**Requirement 1:**
Reproduce the passage of the Verona and Il Desco review between "All in all, I" and "wouldn’t go back.", inclusive.
**Requirement 2:**
Write what comes next in the Verona and Il Desco review, picking up right after its final sentence.

**Document passage:**
○ ○ ○ ○
Pottering: The old town is pretty small and it’s a great pleasure to go pottering about, stopping off for coffee or drinks as often as possible. As well as all the churches, Roman architecture, palazzos, piazzas and museums all dripping in history and romance, there are some great furniture and homeware shops, as well as delis and wine shops.

In fact, if I was traveling around Veneto in summer, I’d definitely go to Verona over Venice, as Venice is ruined when it’s hot, and jammed with far more tourists. I’d also choose Verona as a great location for a long romantic or foodie weekend in Europe.

Il Desco, Verona – Michelin guide has this 2* venue all wrong

Review:

Il Desco is meant to be one of the best places to eat in the whole of Italy. I have to disagree 100% with that analysis. It has had 2 Michelin stars since 1997 and I just can’t see why.

Food:  Different menus of either traditional or creative Veronese, specialising in tripe.

Now, I’ve always been a bit wary of tripe – kidneys can so often taste of pee, and I used to hate finding tubes in liver as a child. Couple that with the bubbling cauldrons of the stuff that you see dotted around Asia in food markets, and you do have to be in a brave mood to try it.

I am aware though that many people think it is a great delicacy, so I thought the best place to give it a go would be a 2* Michelin restaurant in Verona.

And it was very tasty. I had sauteed calf’s brain, bull’s testicle soup, tripe sauces and goose liver on my 6 course Tradtional Veneto tasting menu.

The problem was that the portion sizes were enormous. I was presented with about 1/2 pound of brain, and over 1/2 pint of soup and I can tell you that whilst tripe is tasty, it is sooo rich that by the time I was half way through those two dishes I was feeling pretty nauseous. The testicle soup especially was a struggle because it had the texture of rhubarb compote – slightly glutenous and fibrous, and facing a huge bowlful of it was tough.

I think this is where I found Il Desco disappointing. Certain elements of the dishes were very tasty and beautifully cooked, but to me it was unbalanced and inconsistent. There wasn’t enough palette cleansing, balancing elements to all this super rich tripe, and the portions were just overwhelming. By the time I got to the meat course I was stuffed.

Wine list: Good, but very expensive wine list.

Ambience:  It’s an odd place.

You walk in the front door into a large ante-room which seems just to be a storeroom, and is dominated by a staircase going down to the cellar which is just a gaping black void.

You are ushered off to a room on the left which is the dining room, and it’s almost smaller than the lobby/storeroom you have just been in.

The dining room is sweet enough, lovely old oak ceiling and yellow ochre coloured walls, but then the rest of fixtures and fittings give the whole place a bit of a harlequin feel – too many patterns and too many colours.

Service: We had a bit of funny service experience. The waiters were fair enough, but the sommelier was a bit pushy.

Price:  The tasting menu I had was €95 and the tasting menu my other half had was €130, so couple that with wine, water, service and tip, and it was a pretty punchy bill at the end of the evening.

Location: Via Dietro San Sebastiano 7, Verona, Italy. Tel: +39 045 595 358.

All in all, I was pleased that I’d had the opportunity to try some really good tripe but didn’t think it was worth the price. I was left feeling a bit perturbed and completely bloated by the experience and wouldn’t go back.
○ ○ ○ ○
[Image-grounded pointing data]
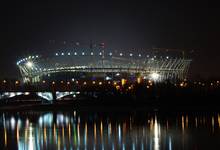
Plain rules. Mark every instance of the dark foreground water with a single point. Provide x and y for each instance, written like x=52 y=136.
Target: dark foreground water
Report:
x=130 y=130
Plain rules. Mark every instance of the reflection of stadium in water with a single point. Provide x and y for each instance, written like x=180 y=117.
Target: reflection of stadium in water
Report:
x=74 y=131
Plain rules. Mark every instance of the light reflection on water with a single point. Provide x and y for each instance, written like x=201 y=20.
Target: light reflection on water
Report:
x=84 y=130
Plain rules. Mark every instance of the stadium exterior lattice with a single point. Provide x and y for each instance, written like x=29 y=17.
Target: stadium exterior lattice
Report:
x=152 y=64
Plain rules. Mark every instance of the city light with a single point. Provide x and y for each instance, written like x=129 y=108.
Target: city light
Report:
x=29 y=64
x=154 y=76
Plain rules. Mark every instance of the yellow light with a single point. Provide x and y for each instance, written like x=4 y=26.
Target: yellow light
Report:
x=29 y=64
x=181 y=84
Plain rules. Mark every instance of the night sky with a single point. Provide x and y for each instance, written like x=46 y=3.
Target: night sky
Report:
x=27 y=27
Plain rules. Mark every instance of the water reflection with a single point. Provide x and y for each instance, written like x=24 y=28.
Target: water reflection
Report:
x=75 y=130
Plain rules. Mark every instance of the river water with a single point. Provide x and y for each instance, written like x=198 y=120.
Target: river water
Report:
x=130 y=130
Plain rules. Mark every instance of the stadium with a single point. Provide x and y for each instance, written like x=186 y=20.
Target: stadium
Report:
x=92 y=64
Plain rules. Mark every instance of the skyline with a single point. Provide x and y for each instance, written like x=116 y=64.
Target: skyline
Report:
x=28 y=27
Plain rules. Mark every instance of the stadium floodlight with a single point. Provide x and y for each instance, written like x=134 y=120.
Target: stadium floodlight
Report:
x=107 y=78
x=29 y=64
x=154 y=76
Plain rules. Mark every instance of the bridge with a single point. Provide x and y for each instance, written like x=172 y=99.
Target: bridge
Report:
x=48 y=96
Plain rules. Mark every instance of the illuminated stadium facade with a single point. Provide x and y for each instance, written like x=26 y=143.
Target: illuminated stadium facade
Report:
x=153 y=64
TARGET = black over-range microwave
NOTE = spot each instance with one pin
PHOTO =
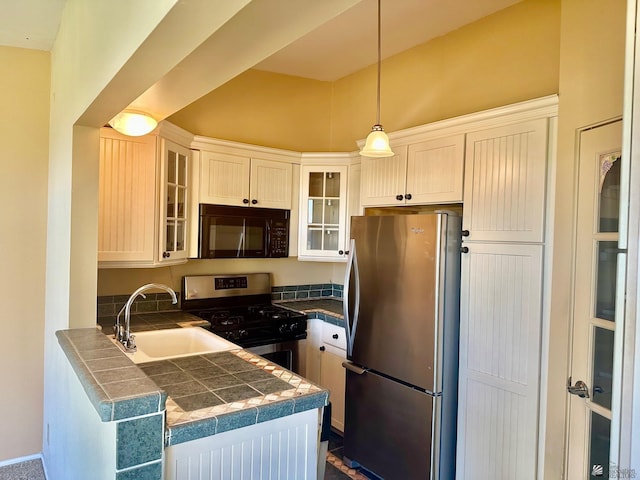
○ ○ ○ ○
**Your response 1:**
All in all, I was pleased that I’d had the opportunity to try some really good tripe but didn’t think it was worth the price. I was left feeling a bit perturbed and completely bloated by the experience and wouldn’t go back.

**Your response 2:**
The other night that we spent around Verona we ate at our hotel  - Villa Amista – and had the most exquisite meal. Left Il Desco in the dust on all fronts, and inexplicably doesn’t have even one Michelin star.

Villa Amistà, Verona – Byblos owner has created a ludicrously good hotel.

Review:
I’m going to resist the temptation to post lots of photos of this hotel, and would recommend that you don’t look at the website too deeply (or at all) before you book, leave it as a surprise…
To have somewhere like the Villa Amistà sprung on you after a particularly long and harrowing journey, is disconcerting to say the least. Our concierge service had booked us in earlier that same day after we could only find one rather depressing hotel on Lake Garda that was open in February, and had suggested that Verona was our best bet.
We were told the hotel was in a refurbed villa, and housed a large collection of modern art. What she should have said was, “I’m booking you into this hotel – it’s completely bonkers, but trust me, you’ll love it.”
It’s as if a madman had got control of the Hadron Collider and decided to see what happens when he placed a 15th century Italian villa complete with contents, a bunch of paints and a hiccuping Murano glass blower inside and thrown the switch. The result is startling.
I must admit that when I first walked in, drained and jaded from the schlep from Milan via Garda (many times via Garda in fact, but let us not revisit dark times), I did think “Holy Crap, what the f**k has our lifestyle manager done to us? This place is preposterous.”
To say that it houses a collection of art is an understatement, it is in it’s entirety one carefully constructed installation piece. It’s vibrant, irreverent and whimsical, but there is also a strong vein of elegance running throughout. Dino Facchini owner of Byblos houses a big chunk of his personal art collection here, and he uses the villa to showcase all the pieces of his Byblos Casa operation, so you can walk out with an armchair if it takes your fancy.
Rooms: We stayed on the lobby level of the villa which is the only level that has balconies. These are the best rooms, and they were bloody gigantic. I understand that the standard rooms are rather snug, so would suggest spending the money to bypass these. The bathrooms are some of the best I’ve experienced. All white, with proper lighting so that girls can actually apply their makeup properly (wish other hotels would cotton on to this).
Public areas: The public areas of the hotel are fascinating, every nook and cranny has some weird or wonderful piece of furniture or art. Most of the 15th century style ceilings are intricately painted, there are gorgeous salons to lounge about in, beautiful gardens, a lovely pool and a spa.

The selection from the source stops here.